▸ **Directives**:
1. Count the lines in the rows below that contain the string "poster", treating uppercase and lowercase as different. Give only the number.
2. Continue the forum thread below about AOKP Bluetooth changes, starting right after its last line.

begin Reading passage

I used the AOKP source.

I pushed my changes to the AOKP review system earlier, so hopefully it won't be too long!


----------



## _matt

I saw the submits and added to my local source. I'm compiling now and will try once I flash. If all goes well I will post a link to the rom until AOKP approves.


----------



## toebox

_matt said:


> I saw the submits and added to my local source. I'm compiling now and will try once I flash. If all goes well I will post a link to the rom until AOKP approves.


Let me know how that works for you, I'm fairly sure I got all of the relevant AVRCP 1.3 meta data stuff merged (w/ bug fixes for quirky cars).. MAP probably won't work, however (and I have no way of testing it).

I'd be happy to work with someone on the MAP stuff if there's interest.


----------



## mightybrick

toebox said:


> Let me know how that works for you, I'm fairly sure I got all of the relevant AVRCP 1.3 meta data stuff merged (w/ bug fixes for quirky cars).. MAP probably won't work, however (and I have no way of testing it).
> 
> I'd be happy to work with someone on the MAP stuff if there's interest.

end Reading passage
begin Material to process

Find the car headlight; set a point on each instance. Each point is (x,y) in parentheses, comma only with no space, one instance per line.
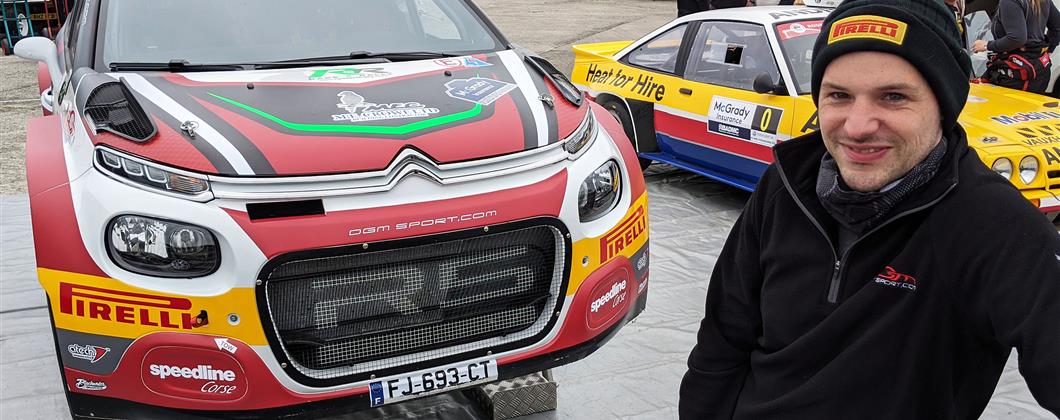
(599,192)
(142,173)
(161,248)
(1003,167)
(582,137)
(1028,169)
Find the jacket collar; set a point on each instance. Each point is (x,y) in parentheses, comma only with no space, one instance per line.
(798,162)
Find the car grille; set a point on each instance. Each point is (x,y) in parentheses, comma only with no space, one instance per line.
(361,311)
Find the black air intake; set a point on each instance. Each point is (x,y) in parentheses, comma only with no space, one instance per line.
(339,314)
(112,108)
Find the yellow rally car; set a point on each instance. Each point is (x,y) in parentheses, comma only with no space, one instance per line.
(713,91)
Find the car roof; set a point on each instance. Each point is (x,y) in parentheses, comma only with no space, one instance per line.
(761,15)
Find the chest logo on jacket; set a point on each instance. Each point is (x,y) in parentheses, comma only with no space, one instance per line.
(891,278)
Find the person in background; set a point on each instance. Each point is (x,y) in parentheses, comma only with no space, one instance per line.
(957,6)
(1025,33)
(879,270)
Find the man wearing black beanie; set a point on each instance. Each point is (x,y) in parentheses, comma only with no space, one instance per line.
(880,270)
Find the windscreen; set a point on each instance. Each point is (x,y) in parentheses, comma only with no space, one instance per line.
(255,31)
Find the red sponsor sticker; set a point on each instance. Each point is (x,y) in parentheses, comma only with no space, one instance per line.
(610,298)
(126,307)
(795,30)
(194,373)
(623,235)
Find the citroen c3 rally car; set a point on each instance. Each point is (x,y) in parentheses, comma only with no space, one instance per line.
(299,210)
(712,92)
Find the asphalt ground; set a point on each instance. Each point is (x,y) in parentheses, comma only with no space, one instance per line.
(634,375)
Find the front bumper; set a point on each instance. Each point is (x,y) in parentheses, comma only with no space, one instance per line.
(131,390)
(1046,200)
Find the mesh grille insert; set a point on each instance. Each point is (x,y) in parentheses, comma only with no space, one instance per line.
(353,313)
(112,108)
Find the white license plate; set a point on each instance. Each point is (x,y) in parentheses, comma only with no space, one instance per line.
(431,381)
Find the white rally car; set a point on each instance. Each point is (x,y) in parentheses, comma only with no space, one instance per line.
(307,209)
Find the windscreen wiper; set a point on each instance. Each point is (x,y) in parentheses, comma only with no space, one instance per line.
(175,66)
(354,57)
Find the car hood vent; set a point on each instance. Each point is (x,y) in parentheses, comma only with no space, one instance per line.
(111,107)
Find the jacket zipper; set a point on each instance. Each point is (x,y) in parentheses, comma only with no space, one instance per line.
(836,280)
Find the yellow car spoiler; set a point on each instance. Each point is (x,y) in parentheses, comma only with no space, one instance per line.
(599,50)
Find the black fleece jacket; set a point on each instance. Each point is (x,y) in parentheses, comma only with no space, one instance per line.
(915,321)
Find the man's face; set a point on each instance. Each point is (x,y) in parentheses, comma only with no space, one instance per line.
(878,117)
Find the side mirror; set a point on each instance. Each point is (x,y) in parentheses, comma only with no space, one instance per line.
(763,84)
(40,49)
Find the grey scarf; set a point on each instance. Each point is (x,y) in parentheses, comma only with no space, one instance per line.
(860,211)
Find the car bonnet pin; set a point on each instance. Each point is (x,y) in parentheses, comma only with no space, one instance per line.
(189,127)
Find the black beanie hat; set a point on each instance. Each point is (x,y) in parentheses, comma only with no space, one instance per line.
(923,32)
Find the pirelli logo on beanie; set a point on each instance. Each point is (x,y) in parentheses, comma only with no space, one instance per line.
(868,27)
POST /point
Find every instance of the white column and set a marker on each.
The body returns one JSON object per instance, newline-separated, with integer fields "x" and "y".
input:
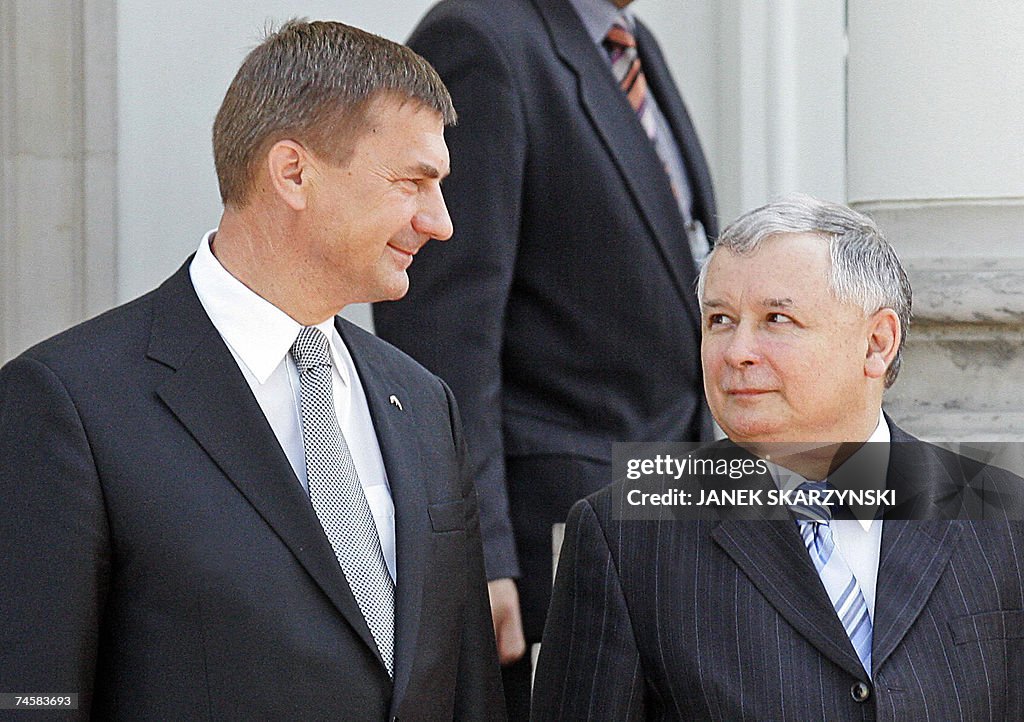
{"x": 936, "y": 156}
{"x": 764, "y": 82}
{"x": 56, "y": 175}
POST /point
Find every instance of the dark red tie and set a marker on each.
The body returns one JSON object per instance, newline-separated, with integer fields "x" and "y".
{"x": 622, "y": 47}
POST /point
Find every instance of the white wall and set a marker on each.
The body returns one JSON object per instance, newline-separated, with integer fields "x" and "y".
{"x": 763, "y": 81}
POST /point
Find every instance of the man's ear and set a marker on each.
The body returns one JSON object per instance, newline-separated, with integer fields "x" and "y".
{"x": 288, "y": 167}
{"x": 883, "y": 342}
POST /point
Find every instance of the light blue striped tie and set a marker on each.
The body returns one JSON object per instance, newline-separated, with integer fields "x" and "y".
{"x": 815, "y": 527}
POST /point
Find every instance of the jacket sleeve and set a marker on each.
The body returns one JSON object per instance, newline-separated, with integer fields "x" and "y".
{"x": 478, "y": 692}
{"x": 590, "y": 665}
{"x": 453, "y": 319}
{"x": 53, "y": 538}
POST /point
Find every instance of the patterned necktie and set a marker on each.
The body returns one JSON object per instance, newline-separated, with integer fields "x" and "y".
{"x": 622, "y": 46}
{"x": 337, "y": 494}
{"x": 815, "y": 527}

end Material to process
begin Material to process

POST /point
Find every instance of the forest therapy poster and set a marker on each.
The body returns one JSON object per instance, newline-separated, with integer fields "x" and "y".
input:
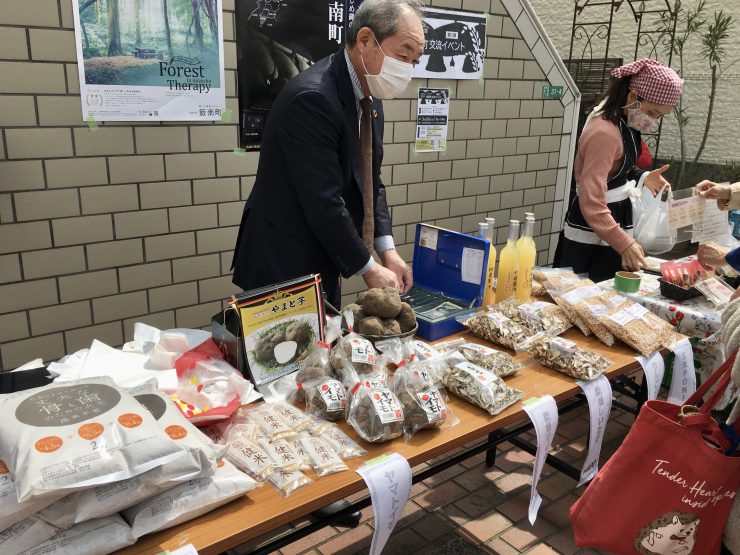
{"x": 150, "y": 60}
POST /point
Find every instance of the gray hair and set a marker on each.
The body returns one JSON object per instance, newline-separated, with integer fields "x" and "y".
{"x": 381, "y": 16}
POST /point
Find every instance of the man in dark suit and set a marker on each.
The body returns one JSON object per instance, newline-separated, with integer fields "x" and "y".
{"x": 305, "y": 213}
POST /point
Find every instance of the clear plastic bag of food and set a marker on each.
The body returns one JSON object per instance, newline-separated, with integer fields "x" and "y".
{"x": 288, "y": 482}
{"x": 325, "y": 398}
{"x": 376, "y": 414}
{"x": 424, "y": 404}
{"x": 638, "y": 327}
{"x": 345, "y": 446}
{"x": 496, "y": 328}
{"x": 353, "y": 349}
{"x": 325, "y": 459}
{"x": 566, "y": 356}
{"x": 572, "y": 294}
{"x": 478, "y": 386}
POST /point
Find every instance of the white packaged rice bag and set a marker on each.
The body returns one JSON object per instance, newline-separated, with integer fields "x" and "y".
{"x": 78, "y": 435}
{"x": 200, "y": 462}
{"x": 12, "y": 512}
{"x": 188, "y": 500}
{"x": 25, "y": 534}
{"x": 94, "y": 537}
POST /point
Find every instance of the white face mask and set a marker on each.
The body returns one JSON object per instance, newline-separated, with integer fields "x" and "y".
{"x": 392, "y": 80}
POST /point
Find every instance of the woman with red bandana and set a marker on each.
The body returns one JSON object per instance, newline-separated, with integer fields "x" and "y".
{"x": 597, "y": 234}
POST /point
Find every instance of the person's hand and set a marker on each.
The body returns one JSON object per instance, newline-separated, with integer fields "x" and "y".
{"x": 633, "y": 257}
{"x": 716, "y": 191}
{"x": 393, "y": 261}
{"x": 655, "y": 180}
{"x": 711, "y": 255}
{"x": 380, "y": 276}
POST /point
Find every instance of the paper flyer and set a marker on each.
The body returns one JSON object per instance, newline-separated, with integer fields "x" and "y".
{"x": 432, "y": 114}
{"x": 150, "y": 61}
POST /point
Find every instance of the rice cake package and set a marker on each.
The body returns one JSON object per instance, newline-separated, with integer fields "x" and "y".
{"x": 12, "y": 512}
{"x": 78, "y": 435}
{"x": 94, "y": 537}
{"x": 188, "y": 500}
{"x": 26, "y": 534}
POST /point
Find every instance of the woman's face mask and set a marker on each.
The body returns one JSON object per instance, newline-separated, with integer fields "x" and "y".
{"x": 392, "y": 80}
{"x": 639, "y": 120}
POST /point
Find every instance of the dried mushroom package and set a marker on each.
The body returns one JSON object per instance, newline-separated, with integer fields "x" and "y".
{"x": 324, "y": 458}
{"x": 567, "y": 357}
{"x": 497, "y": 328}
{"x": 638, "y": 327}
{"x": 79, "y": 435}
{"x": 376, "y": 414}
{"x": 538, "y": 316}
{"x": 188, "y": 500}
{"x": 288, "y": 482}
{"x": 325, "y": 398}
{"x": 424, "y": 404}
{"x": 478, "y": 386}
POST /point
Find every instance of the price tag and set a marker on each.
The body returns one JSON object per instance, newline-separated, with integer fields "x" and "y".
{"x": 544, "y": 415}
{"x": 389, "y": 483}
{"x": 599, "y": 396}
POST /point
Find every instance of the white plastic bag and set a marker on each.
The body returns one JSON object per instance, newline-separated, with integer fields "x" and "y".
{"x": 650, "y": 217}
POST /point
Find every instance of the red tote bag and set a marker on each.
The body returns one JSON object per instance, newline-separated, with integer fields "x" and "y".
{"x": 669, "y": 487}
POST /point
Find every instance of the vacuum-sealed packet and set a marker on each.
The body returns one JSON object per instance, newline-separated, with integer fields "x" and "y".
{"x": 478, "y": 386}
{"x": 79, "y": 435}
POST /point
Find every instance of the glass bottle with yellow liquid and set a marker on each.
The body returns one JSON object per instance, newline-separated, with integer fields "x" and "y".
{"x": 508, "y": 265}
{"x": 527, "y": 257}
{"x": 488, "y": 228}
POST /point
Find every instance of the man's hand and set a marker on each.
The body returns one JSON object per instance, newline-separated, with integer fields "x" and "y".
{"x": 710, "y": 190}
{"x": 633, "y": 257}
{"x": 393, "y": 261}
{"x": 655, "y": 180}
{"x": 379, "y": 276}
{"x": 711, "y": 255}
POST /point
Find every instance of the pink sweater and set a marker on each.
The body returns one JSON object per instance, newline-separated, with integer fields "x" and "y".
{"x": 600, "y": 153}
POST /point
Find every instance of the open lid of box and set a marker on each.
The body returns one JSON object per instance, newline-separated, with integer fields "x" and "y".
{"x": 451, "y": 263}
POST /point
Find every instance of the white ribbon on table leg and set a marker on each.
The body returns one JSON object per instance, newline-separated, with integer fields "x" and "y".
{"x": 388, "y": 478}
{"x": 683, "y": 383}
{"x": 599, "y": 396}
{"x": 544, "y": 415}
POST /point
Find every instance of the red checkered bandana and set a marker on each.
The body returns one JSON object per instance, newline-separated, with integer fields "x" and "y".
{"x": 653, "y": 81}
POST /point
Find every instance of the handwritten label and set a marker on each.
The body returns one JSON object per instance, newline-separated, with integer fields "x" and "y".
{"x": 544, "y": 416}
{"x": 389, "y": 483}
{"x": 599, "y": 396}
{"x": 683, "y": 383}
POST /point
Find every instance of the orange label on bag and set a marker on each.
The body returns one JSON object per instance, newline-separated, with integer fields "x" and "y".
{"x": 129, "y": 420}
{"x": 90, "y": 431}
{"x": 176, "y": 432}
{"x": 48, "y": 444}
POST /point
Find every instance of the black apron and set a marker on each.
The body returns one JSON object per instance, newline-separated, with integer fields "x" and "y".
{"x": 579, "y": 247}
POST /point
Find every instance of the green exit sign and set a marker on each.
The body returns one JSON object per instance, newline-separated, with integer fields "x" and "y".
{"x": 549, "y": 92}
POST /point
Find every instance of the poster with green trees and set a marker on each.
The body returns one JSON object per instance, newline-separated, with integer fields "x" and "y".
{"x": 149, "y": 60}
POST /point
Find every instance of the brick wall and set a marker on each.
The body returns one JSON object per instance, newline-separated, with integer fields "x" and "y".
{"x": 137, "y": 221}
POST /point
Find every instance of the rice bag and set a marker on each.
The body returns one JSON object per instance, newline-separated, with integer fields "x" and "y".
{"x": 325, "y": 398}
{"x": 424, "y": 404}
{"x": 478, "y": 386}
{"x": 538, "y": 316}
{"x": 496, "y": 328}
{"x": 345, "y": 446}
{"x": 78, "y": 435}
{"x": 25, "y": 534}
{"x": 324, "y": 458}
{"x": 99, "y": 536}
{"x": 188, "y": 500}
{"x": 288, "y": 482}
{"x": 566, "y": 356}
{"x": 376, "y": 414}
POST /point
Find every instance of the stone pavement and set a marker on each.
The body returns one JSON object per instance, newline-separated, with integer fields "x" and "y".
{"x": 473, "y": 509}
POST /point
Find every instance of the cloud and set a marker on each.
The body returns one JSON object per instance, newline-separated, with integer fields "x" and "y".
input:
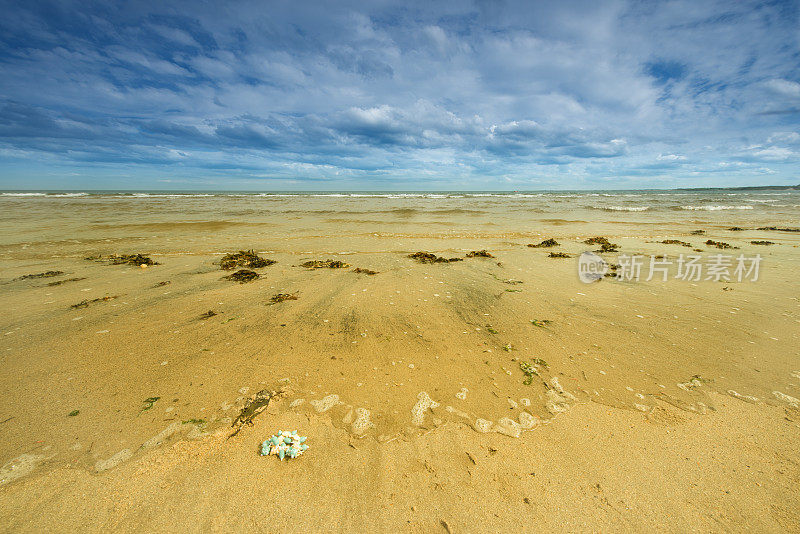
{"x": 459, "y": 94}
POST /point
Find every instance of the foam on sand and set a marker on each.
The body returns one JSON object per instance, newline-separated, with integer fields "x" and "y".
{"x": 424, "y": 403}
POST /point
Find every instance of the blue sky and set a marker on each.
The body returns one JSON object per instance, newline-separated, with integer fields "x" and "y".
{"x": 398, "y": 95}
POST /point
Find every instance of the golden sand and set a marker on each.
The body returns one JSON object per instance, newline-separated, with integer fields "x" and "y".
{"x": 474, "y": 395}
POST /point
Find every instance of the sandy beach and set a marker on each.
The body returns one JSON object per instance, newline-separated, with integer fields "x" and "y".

end Material to process

▸ **The answers**:
1. 2

2.
Fitsnugly pulled your commits from the AOKP gerrit into his AOKP nightly build: http://fitsnugly.euroskank.com/?rom=aokp&device=toro
It's there for anyone who wants them until they are merged.


----------



## Doahh

Not working for me, 2012 Mazda 3


----------



## toebox

Doahh said:


> Not working for me, 2012 Mazda 3


1. Did you compile this yourself or did you use someone's unofficial build (and which one)?
2. How is bluetooth acting differently from one of the AOKP nightlys ("Unknown" Meta-Data vs. BT-A, etc..)?
3. What is the model number of your radio/deck?


----------



## morbidz

mightybrick said:


> Fitsnugly pulled your commits from the AOKP gerrit into his AOKP nightly build: http://fitsnugly.euroskank.com/?rom=aokp&device=toro
> It's there for anyone who wants them until they are merged.


Not working in 2012 Acura TL


----------



## Doahh

1) Fitsnugly Nightly
2) Bluetooth works, just still doesn't stream meta-data
3) Stock radio


----------



## _matt

Working great! I'm uploading now

Pioneer p2400bt

Sent from my GT-P7510 using Tapatalk 2


----------



## toebox

I'm wondering if fitsnugly grabbed the framework changes, but not the bluez changes...


----------



## morbidz

Can't wait


----------



## mightybrick

toebox said:


> I'm wondering if fitsnugly grabbed the framework changes, but not the bluez changes...


I believe these are the changes that fitsnugly pulled in:
http://protekk.dyndns.org/#/c/2205/
http://protekk.dyndns.org/#/c/2204/
Those are the two that you submitted, correct?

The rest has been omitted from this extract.